[Natural language region descriptions]
※ ※ ※

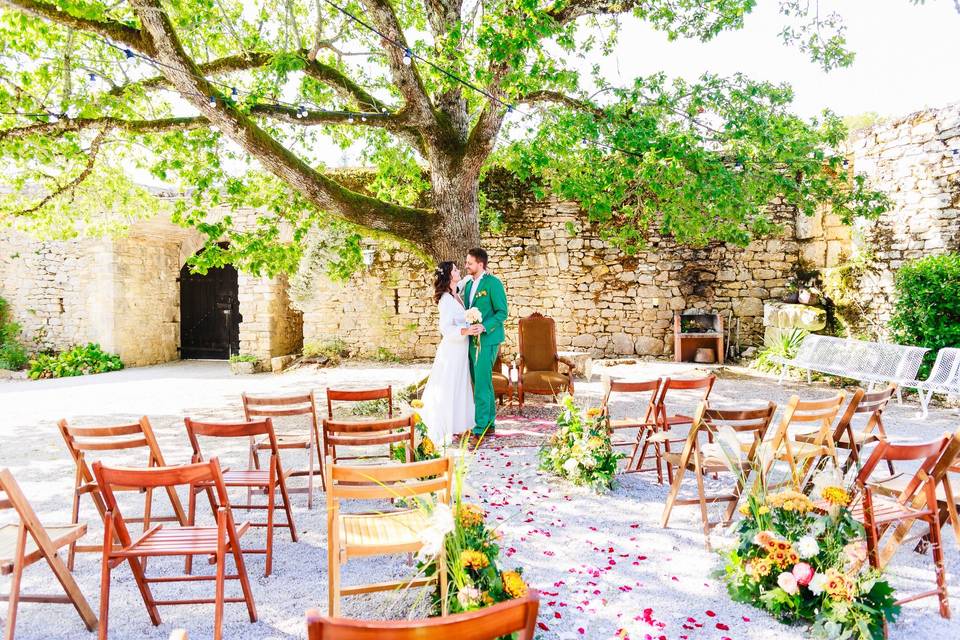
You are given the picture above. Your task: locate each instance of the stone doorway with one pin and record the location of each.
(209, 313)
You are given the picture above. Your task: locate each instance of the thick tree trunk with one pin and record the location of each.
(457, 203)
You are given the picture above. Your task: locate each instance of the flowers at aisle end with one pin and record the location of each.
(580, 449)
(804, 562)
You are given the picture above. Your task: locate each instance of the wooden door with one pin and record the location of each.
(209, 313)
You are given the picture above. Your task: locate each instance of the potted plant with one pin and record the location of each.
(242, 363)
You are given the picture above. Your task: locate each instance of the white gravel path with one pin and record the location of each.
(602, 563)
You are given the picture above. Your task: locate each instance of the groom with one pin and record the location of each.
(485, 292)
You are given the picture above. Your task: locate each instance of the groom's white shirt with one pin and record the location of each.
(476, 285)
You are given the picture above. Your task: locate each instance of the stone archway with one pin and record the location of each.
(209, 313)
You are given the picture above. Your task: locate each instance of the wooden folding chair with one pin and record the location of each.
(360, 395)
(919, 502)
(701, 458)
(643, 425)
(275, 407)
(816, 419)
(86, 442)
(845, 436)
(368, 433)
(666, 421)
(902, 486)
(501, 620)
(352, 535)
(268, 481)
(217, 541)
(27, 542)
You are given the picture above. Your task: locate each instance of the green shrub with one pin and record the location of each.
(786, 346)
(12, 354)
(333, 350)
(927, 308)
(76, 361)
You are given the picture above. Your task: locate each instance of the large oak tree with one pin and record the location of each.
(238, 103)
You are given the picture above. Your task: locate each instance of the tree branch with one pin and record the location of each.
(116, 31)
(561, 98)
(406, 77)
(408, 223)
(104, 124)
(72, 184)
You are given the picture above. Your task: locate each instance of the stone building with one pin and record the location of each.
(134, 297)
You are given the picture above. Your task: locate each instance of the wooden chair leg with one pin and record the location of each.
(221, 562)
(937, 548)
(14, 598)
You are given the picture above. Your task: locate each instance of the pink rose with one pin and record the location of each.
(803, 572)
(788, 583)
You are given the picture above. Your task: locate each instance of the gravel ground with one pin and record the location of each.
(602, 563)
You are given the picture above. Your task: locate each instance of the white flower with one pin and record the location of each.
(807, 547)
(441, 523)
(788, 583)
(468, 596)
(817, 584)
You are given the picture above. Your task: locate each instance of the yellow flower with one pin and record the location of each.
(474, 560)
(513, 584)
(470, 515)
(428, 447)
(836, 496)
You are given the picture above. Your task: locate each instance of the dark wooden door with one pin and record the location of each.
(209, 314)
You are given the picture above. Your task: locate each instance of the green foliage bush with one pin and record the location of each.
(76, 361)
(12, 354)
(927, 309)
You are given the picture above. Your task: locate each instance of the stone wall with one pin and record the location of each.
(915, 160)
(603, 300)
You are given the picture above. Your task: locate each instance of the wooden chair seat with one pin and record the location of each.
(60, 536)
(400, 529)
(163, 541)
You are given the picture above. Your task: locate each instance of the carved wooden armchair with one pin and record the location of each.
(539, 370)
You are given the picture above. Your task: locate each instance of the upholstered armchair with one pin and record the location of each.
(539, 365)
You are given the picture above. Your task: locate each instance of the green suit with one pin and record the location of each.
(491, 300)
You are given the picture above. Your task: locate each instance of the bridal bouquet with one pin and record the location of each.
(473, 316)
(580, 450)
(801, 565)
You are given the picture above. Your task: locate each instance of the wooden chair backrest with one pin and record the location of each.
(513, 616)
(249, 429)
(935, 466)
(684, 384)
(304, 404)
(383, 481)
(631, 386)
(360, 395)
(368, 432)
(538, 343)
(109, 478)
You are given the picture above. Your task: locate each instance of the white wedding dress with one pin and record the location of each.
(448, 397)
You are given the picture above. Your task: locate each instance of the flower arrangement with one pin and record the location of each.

※ ※ ※

• [THE TASK] Your task is to return the entries above exactly, with no pictures.

• [RESPONSE TO THE TASK]
You are given the picture above. Your task: locate each instance of the stone doorway with one pin and record the location of each.
(209, 313)
You are given the picture above. Your task: locate each instance of the thick tree trunk with one pin and record the location of each.
(457, 203)
You are given the picture above. Your task: locate each instance of the flowers at aisle end with one pin and record the location of each.
(580, 449)
(804, 562)
You are given the picture above. Your task: locate each instance of the wooden door with one pin and record the location of each.
(209, 313)
You are given the picture above. Your task: locate each instance of the potted plant with one pin and record the location of each.
(242, 363)
You are given the picture above. Your task: locate each instance of the white gravel path with one pin and record the location of each.
(602, 563)
You are given the picture above. Your task: locate each instance of the groom with one pin and record the location of each.
(485, 292)
You are given the picture above. Your task: locate each instance of the groom's white shirt with one pin and record the location of each.
(476, 285)
You are given the picture above. Your task: locate each instance of the stone archway with one pin and record the location of each.
(209, 313)
You are given the picture above. Your task: locate each instance of the wooden folding chair with one pin and record the location of each.
(360, 395)
(919, 502)
(701, 458)
(643, 425)
(275, 407)
(816, 419)
(86, 442)
(845, 436)
(368, 433)
(666, 421)
(902, 486)
(501, 620)
(352, 535)
(268, 481)
(217, 541)
(27, 542)
You are given the picture above. Your task: locate each instance of the green shrub with one pin and record the location of each.
(786, 346)
(12, 354)
(333, 350)
(927, 308)
(76, 361)
You are given the picture above. Your task: locate each instance of the large oak tree with one pin and record the location of each.
(238, 103)
You are given the picture above. Your task: locate each instance of the tree branch with one pin and record the location of each.
(116, 31)
(561, 98)
(406, 77)
(408, 223)
(104, 124)
(72, 184)
You are given the picture above. Your task: locate each instance of the stone building with one pin and record the location of each.
(134, 297)
You are given the picture above. Your task: locate each instance of the wooden chair leg with one pin and record the location of each.
(221, 562)
(937, 548)
(14, 598)
You are given the picture above. Your task: locate each instance of the pink rose with one pin and record the location of each.
(803, 572)
(788, 583)
You are given the picture above. Your task: locate each instance of the gravel ground with one pin and record the location of each.
(602, 563)
You are given the picture above. Your task: locate each instance of the white flower with one pin and record the location of each.
(807, 547)
(441, 523)
(788, 583)
(468, 596)
(817, 584)
You are given the picture above. Your task: locate each instance of the yellow flower with one pin and record the location of each.
(474, 560)
(513, 584)
(470, 515)
(428, 447)
(836, 496)
You are given the picture above. Your task: locate each instance of the dark wooden door with one pin and record the location of each.
(209, 314)
You are given the picture above. Your task: locate each instance of the green foliage bush with one pin and record the location of each.
(76, 361)
(12, 354)
(927, 309)
You are given the picture above. Your task: locate each instance of the stone wall with one pin and record the location of each.
(915, 160)
(603, 300)
You are given the picture above. Your task: locate each instance of the wooden chair seat with one pin and record the location of each.
(60, 536)
(400, 529)
(163, 541)
You are given the picture above. Your task: locate each instance of the carved wooden armchair with one pin and record the location of each.
(539, 370)
You are given the picture above. Your task: locate each instance of the upholstered armchair with one pin and record the location of each.
(539, 365)
You are given the picture above. Your task: locate each instance of the green suit with one pin and record the location of each.
(491, 300)
You are given the picture above. Your task: locate each instance of the bridal bouquet with one pin and record the location of each.
(473, 316)
(580, 450)
(801, 565)
You are given the picture above. Your task: locate each instance of the wooden chair backrest with one pin and record the location of each.
(513, 616)
(249, 429)
(935, 466)
(684, 384)
(304, 404)
(383, 481)
(631, 386)
(360, 395)
(368, 432)
(538, 343)
(109, 478)
You are given the picture above. Your task: locate each instance of the white wedding dress with one pin and record the location of each.
(448, 397)
You are given the picture above. Your task: locate each instance of the flower arrangement with one pin and record the location of each.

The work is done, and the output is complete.